Whether or not Urfé's warning had any effect on the conclavists, from December 7, when the French cardinals landed south of Genoa, to the end of the conclave, Pole polled no more twenty-four or twenty-three votes. On December 11, four French cardinals—Guise, Charles de Bourbon, Odet de Coligny de Châtillon, and Jean du Bellay—arrived, bringing the requisite supermajority to thirty-one. Henry II bankrolled Guise with a sum of 150,000 écus, likely for bribes, and additional French cardinals began to trickle into the conclave: Georges d'Amboise and Philippe de la Chambre on December 28; Jean de Lorraine on December 31; and (the extremely elderly) Louis de Bourbon on January 14.

*SOURCE INFORMATION*

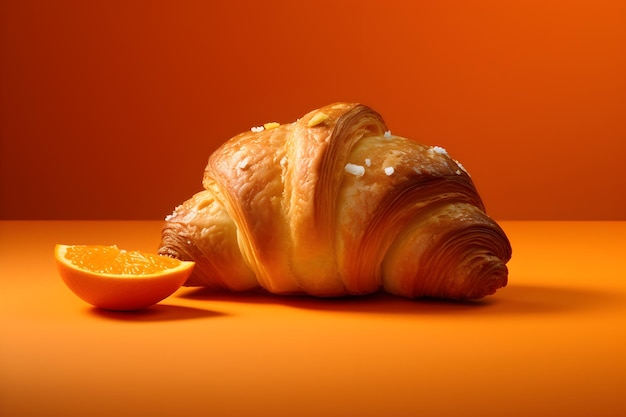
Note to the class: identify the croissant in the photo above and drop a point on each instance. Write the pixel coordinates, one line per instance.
(334, 205)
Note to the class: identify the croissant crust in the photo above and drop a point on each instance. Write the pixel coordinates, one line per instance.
(332, 205)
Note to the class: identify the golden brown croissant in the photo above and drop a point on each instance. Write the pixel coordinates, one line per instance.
(333, 204)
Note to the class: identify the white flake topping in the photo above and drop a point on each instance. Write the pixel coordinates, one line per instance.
(356, 170)
(243, 164)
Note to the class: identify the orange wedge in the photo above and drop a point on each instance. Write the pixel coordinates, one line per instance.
(114, 279)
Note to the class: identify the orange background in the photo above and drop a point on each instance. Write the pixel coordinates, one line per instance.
(550, 344)
(109, 109)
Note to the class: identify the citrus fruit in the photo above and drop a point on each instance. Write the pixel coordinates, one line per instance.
(115, 279)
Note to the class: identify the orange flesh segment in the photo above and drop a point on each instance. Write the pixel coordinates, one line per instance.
(111, 260)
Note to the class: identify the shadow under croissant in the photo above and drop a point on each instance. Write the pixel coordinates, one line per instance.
(513, 299)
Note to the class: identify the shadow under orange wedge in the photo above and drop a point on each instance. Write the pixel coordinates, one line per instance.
(114, 279)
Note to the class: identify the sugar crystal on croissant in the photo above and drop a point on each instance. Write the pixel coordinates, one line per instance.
(333, 205)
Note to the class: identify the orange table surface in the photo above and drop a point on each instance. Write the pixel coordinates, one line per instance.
(552, 343)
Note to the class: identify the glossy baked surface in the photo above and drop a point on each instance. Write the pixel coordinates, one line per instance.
(551, 343)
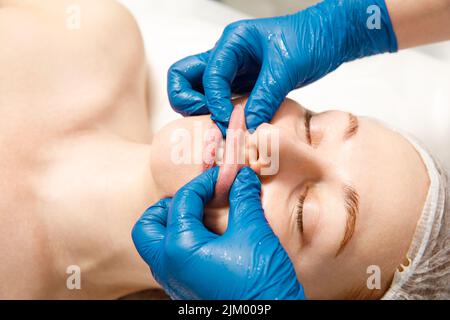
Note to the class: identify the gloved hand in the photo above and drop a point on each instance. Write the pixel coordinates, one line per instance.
(190, 262)
(270, 57)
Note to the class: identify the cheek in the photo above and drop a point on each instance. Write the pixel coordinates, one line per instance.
(276, 210)
(177, 154)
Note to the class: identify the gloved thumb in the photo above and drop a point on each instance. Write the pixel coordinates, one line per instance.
(266, 97)
(149, 233)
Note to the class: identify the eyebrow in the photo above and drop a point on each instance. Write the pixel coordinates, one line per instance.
(352, 128)
(351, 200)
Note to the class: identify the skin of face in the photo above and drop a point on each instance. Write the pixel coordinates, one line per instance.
(379, 164)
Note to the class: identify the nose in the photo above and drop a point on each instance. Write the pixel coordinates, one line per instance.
(274, 149)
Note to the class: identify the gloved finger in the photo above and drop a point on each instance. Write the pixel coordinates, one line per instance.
(266, 97)
(224, 63)
(185, 87)
(185, 219)
(149, 232)
(245, 201)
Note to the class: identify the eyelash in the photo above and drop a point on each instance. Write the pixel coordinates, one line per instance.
(299, 209)
(308, 117)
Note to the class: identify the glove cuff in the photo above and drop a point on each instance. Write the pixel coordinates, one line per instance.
(369, 28)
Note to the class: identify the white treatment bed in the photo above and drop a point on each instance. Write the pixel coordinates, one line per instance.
(409, 90)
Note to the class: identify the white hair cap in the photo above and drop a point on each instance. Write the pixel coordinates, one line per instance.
(427, 275)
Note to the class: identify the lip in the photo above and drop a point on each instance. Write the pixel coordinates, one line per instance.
(212, 141)
(230, 165)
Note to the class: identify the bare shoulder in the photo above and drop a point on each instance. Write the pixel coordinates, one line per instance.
(53, 50)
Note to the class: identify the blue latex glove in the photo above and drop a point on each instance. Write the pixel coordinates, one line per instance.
(270, 57)
(190, 262)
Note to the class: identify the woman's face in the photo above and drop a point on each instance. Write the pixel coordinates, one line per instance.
(344, 202)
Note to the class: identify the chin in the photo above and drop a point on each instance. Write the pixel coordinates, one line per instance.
(177, 153)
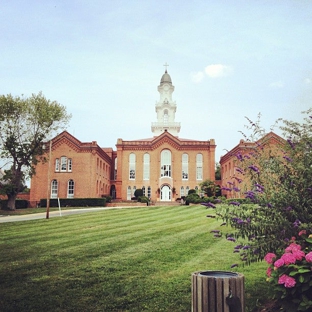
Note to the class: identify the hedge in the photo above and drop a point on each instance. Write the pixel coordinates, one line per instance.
(75, 202)
(19, 204)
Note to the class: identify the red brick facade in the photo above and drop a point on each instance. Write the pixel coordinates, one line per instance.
(230, 176)
(89, 171)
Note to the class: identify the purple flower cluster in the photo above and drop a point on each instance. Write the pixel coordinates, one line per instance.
(292, 145)
(259, 188)
(254, 168)
(226, 188)
(239, 170)
(208, 205)
(234, 203)
(287, 158)
(239, 157)
(231, 239)
(251, 195)
(297, 223)
(238, 180)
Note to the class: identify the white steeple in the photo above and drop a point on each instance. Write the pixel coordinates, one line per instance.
(165, 108)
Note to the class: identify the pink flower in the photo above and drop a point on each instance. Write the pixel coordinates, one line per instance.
(303, 232)
(293, 247)
(287, 281)
(282, 279)
(298, 254)
(288, 258)
(269, 257)
(269, 271)
(278, 263)
(309, 257)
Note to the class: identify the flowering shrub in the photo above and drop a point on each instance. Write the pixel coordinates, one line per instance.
(290, 272)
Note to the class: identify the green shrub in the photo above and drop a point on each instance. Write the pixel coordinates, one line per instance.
(75, 202)
(138, 193)
(191, 191)
(143, 199)
(19, 204)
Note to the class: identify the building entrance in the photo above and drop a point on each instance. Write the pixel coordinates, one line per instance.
(165, 193)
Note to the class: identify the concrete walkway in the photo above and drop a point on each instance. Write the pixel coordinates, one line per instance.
(53, 214)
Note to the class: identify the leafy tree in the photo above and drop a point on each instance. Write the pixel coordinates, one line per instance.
(209, 187)
(138, 193)
(280, 188)
(25, 123)
(218, 171)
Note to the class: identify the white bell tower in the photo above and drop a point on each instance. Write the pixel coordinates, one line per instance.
(165, 108)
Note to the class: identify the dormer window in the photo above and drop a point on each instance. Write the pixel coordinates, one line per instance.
(63, 164)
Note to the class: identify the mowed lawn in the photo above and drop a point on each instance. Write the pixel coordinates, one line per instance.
(138, 259)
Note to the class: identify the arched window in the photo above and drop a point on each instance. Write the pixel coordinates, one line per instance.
(146, 166)
(187, 190)
(66, 164)
(165, 169)
(54, 189)
(63, 163)
(129, 193)
(199, 167)
(132, 166)
(57, 164)
(185, 167)
(166, 116)
(182, 191)
(70, 189)
(115, 169)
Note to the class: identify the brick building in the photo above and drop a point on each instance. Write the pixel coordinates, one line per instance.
(270, 144)
(164, 166)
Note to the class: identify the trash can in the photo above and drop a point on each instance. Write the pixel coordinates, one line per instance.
(218, 291)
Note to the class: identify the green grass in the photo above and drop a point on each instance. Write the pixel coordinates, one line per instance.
(115, 260)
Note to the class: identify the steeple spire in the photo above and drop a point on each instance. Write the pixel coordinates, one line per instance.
(165, 108)
(166, 65)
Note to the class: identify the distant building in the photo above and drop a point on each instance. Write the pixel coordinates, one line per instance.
(165, 166)
(231, 178)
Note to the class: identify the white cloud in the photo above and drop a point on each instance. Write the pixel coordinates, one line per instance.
(218, 70)
(276, 84)
(197, 77)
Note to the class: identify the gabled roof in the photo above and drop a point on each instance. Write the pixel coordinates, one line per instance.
(248, 145)
(165, 137)
(66, 138)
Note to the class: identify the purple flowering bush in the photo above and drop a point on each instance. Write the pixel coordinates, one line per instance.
(275, 175)
(290, 273)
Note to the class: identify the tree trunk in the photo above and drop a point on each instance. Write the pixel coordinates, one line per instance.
(11, 201)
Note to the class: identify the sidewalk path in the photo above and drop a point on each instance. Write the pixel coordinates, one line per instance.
(53, 214)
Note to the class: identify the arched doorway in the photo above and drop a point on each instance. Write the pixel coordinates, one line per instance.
(113, 192)
(165, 193)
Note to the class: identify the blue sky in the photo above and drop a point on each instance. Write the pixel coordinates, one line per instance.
(104, 59)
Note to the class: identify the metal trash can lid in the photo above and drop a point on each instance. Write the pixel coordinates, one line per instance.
(218, 274)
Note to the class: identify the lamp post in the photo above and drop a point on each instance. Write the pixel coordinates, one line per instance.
(48, 184)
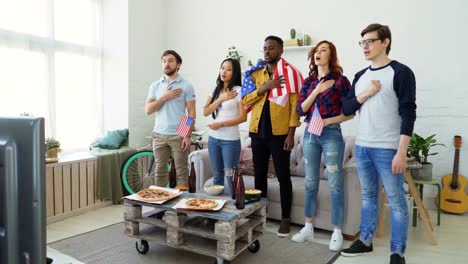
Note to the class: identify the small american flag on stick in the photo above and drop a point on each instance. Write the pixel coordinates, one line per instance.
(185, 126)
(316, 122)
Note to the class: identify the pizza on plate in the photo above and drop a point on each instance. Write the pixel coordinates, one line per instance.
(201, 204)
(154, 195)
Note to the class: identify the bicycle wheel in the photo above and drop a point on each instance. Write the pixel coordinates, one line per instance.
(138, 172)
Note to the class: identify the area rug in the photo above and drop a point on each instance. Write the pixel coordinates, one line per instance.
(111, 245)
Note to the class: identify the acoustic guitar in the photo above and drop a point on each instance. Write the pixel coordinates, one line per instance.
(453, 198)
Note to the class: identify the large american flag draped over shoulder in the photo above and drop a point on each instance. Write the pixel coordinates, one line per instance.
(279, 95)
(248, 85)
(316, 122)
(292, 76)
(185, 126)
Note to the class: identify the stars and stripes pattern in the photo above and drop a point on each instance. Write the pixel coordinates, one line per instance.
(185, 126)
(292, 76)
(316, 122)
(248, 85)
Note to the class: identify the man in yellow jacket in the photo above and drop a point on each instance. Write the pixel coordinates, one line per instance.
(272, 129)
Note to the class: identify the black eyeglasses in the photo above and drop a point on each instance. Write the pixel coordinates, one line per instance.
(367, 41)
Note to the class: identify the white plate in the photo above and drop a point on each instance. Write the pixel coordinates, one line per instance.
(182, 205)
(175, 192)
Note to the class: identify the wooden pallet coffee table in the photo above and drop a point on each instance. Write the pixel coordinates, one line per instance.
(223, 234)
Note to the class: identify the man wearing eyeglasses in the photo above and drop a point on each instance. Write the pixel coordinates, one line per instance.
(384, 94)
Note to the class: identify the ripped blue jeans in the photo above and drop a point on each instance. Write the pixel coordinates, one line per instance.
(331, 144)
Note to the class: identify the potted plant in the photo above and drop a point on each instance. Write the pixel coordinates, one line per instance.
(52, 146)
(233, 53)
(419, 150)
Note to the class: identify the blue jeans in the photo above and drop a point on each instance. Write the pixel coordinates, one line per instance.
(375, 163)
(224, 157)
(331, 143)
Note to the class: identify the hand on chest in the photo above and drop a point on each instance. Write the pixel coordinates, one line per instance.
(385, 81)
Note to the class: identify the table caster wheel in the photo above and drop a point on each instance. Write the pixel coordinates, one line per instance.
(221, 261)
(143, 247)
(254, 247)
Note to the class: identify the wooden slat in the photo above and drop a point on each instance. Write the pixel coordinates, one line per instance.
(58, 190)
(90, 176)
(50, 191)
(67, 188)
(83, 185)
(75, 186)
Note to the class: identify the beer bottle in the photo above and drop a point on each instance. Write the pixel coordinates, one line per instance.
(234, 183)
(240, 193)
(192, 179)
(172, 175)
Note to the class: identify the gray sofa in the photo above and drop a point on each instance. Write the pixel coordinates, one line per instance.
(352, 189)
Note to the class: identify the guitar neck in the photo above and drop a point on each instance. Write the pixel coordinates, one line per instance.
(455, 166)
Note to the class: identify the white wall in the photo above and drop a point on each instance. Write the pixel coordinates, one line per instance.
(428, 36)
(147, 34)
(115, 65)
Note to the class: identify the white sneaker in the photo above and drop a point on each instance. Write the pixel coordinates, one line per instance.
(306, 234)
(336, 241)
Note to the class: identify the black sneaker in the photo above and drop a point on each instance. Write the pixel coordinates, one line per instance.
(356, 249)
(397, 259)
(285, 228)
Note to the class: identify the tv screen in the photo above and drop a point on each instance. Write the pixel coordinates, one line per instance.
(22, 190)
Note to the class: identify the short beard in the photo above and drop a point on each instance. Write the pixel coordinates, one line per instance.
(170, 73)
(274, 60)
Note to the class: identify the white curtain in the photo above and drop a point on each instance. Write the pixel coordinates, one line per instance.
(50, 66)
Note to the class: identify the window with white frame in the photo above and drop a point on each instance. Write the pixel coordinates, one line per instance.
(50, 66)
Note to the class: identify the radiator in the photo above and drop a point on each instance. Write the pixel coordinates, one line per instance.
(71, 186)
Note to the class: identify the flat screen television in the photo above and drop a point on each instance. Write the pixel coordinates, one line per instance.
(22, 190)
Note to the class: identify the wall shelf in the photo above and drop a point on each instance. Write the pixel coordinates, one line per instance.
(298, 48)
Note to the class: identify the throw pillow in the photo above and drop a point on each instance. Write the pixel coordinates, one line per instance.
(113, 139)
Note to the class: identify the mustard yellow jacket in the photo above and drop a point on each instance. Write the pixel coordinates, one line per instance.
(282, 118)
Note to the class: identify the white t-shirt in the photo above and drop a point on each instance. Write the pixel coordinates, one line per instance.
(229, 110)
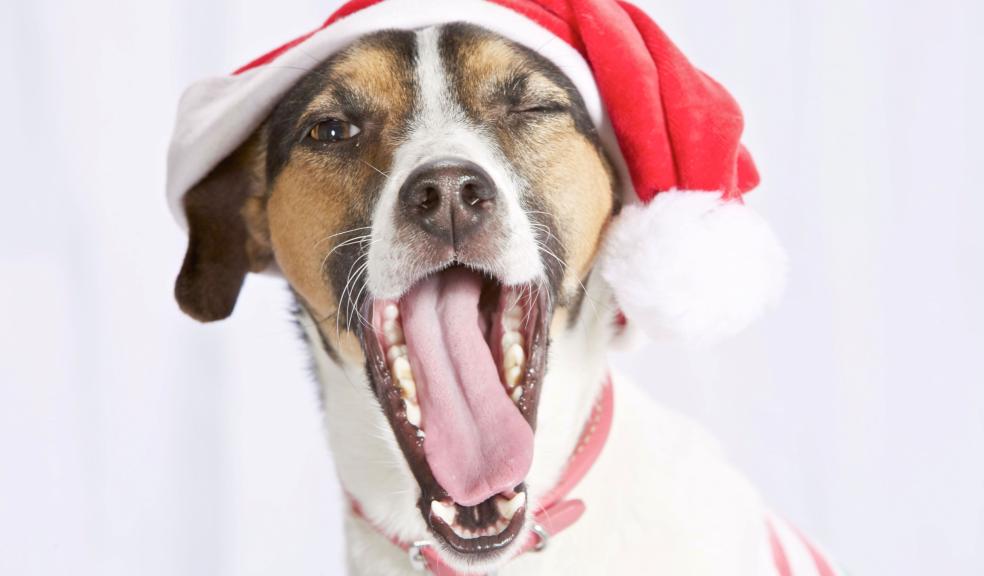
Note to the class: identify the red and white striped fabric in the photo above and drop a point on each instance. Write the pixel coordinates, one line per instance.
(795, 555)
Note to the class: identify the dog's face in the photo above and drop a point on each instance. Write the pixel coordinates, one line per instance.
(435, 200)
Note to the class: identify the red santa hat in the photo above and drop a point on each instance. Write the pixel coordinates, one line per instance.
(684, 257)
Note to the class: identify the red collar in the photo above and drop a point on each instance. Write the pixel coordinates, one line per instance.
(554, 513)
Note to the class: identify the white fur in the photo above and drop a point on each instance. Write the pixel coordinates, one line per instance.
(441, 130)
(660, 499)
(218, 114)
(691, 265)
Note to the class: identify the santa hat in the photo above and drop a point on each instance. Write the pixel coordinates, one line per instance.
(684, 257)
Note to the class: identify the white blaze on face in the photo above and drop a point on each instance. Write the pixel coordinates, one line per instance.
(442, 130)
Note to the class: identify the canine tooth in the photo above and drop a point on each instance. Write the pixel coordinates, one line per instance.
(517, 394)
(514, 356)
(408, 387)
(401, 368)
(391, 312)
(395, 352)
(413, 412)
(512, 376)
(446, 512)
(508, 507)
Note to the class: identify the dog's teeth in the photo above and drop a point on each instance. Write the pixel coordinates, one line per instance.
(396, 352)
(508, 506)
(512, 376)
(391, 312)
(514, 356)
(517, 394)
(401, 368)
(446, 512)
(413, 412)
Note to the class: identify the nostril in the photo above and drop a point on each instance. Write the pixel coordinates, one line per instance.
(430, 197)
(469, 195)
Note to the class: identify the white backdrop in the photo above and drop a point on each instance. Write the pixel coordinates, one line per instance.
(133, 441)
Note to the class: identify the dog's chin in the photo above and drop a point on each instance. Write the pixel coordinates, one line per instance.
(457, 365)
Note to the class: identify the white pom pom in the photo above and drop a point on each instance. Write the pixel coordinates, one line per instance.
(692, 265)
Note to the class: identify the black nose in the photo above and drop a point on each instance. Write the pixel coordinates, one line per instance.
(450, 199)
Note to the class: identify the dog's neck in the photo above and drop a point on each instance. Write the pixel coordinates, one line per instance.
(372, 469)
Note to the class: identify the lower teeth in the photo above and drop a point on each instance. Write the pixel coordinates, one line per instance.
(507, 508)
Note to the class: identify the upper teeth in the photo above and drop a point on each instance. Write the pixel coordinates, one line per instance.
(400, 363)
(513, 342)
(508, 507)
(446, 512)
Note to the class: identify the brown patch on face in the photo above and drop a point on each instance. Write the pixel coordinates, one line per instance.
(322, 194)
(544, 131)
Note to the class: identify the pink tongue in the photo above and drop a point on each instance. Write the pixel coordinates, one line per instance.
(477, 442)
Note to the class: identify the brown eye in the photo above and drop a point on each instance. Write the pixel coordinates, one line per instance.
(333, 130)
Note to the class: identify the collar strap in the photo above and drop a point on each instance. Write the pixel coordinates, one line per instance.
(554, 512)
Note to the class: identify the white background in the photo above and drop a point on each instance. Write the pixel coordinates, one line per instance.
(134, 441)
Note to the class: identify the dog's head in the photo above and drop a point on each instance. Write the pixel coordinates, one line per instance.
(436, 200)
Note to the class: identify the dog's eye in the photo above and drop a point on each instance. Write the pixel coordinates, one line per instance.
(333, 130)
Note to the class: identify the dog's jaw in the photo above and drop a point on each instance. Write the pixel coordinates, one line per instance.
(372, 469)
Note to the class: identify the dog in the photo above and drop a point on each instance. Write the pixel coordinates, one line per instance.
(437, 200)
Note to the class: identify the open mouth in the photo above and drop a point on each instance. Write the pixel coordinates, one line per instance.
(457, 364)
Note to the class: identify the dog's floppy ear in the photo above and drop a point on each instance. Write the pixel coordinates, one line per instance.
(227, 237)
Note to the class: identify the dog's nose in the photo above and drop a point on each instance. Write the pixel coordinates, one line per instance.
(450, 199)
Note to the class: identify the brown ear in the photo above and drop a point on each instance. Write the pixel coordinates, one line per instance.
(222, 245)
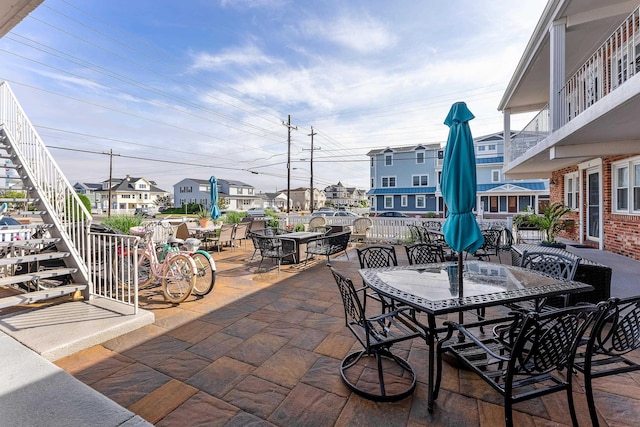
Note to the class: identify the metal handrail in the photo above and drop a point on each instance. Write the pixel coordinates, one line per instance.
(56, 195)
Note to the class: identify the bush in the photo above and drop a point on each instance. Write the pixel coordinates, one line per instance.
(123, 222)
(234, 217)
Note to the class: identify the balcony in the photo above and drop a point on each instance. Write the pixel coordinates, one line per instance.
(597, 106)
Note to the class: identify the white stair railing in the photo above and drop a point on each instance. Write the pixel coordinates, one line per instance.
(55, 195)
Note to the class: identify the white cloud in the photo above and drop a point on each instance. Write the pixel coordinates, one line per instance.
(248, 55)
(363, 34)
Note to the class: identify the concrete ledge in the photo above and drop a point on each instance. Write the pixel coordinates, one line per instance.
(35, 392)
(64, 329)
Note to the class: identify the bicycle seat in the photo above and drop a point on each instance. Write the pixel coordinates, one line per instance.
(173, 241)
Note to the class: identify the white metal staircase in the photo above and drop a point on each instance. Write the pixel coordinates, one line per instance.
(53, 213)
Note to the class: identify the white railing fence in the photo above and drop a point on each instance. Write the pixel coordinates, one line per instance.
(113, 267)
(56, 195)
(535, 131)
(391, 230)
(612, 64)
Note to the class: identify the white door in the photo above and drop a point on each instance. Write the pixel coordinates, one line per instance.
(593, 204)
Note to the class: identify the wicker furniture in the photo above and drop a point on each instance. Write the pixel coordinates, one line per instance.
(587, 271)
(376, 335)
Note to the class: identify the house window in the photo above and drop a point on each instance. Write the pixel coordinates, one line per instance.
(625, 186)
(571, 190)
(636, 187)
(622, 188)
(388, 181)
(420, 180)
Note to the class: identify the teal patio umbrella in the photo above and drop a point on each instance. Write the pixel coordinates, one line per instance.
(215, 210)
(458, 186)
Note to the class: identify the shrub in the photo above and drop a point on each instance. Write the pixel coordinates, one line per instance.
(123, 222)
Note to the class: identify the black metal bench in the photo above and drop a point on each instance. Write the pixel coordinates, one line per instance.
(328, 245)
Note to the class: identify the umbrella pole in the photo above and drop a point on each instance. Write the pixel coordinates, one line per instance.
(460, 295)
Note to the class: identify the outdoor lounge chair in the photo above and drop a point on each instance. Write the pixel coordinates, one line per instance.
(328, 245)
(376, 335)
(525, 365)
(359, 229)
(615, 334)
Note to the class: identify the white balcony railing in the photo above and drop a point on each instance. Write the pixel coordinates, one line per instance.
(610, 66)
(535, 131)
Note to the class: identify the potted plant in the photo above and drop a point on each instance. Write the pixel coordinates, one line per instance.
(551, 223)
(203, 216)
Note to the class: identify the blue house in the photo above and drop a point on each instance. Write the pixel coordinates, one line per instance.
(407, 179)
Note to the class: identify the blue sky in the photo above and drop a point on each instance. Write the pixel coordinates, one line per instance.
(201, 87)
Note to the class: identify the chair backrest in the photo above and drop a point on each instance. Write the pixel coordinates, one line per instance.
(416, 233)
(491, 238)
(242, 229)
(432, 225)
(555, 265)
(547, 341)
(353, 308)
(317, 221)
(424, 253)
(182, 231)
(376, 256)
(617, 331)
(227, 232)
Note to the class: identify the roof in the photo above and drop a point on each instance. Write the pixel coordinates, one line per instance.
(401, 190)
(534, 186)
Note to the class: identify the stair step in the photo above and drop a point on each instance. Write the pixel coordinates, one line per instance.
(36, 296)
(43, 256)
(18, 200)
(29, 243)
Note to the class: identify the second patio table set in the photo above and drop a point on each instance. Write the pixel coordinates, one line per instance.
(433, 290)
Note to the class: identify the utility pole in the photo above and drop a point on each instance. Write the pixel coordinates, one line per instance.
(110, 154)
(110, 177)
(289, 127)
(311, 166)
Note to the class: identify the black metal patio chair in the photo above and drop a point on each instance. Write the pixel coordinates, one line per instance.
(274, 247)
(615, 334)
(528, 363)
(388, 377)
(377, 256)
(424, 253)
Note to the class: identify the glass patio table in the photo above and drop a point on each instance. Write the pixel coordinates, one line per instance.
(432, 289)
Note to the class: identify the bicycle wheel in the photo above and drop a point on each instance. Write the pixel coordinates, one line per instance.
(179, 278)
(206, 274)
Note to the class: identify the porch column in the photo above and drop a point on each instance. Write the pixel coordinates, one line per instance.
(557, 73)
(506, 120)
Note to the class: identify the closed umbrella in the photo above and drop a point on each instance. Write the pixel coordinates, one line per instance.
(458, 186)
(215, 210)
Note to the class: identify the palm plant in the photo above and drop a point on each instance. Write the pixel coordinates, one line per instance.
(550, 222)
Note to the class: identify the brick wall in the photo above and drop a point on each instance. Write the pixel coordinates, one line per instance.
(621, 232)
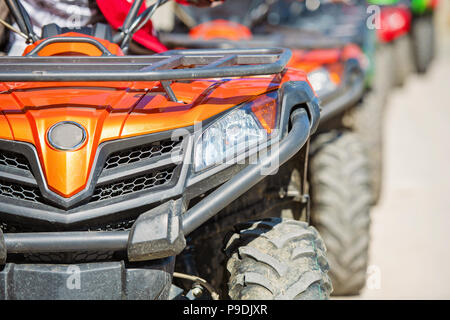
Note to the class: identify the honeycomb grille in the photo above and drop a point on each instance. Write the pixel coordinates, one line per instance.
(143, 152)
(11, 159)
(21, 192)
(160, 177)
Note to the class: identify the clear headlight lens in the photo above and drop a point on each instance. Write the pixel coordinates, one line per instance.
(321, 82)
(236, 132)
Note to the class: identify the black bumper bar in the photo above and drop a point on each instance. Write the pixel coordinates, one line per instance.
(137, 240)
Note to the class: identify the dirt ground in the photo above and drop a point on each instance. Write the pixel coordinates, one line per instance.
(410, 252)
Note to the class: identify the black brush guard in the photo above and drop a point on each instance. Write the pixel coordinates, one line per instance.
(335, 103)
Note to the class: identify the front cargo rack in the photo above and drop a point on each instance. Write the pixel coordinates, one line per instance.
(168, 66)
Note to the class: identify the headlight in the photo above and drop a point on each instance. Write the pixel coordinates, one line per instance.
(240, 129)
(321, 81)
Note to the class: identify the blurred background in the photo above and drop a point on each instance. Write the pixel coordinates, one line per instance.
(410, 254)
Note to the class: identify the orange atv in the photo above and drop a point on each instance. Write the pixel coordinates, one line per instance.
(108, 162)
(339, 165)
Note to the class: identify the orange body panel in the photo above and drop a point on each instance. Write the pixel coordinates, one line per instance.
(74, 48)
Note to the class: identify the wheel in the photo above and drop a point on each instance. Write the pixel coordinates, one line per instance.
(423, 34)
(403, 59)
(341, 201)
(277, 259)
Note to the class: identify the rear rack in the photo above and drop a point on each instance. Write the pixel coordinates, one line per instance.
(171, 65)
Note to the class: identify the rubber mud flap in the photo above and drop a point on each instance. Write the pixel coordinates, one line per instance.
(157, 233)
(88, 281)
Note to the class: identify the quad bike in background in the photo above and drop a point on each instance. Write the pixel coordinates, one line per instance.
(108, 162)
(3, 15)
(348, 22)
(339, 175)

*TASK LIST*
a: From the conclave passage, return the text starting with "Whether or not" and going on through "on January 14.".
b: In the conclave passage, what sum did Henry II give Guise?

*SOLUTIONS*
a:
Whether or not Urfé's warning had any effect on the conclavists, from December 7, when the French cardinals landed south of Genoa, to the end of the conclave, Pole polled no more twenty-four or twenty-three votes. On December 11, four French cardinals—Guise, Charles de Bourbon, Odet de Coligny de Châtillon, and Jean du Bellay—arrived, bringing the requisite supermajority to thirty-one. Henry II bankrolled Guise with a sum of 150,000 écus, likely for bribes, and additional French cardinals began to trickle into the conclave: Georges d'Amboise and Philippe de la Chambre on December 28; Jean de Lorraine on December 31; and (the extremely elderly) Louis de Bourbon on January 14.

b: 150,000 écus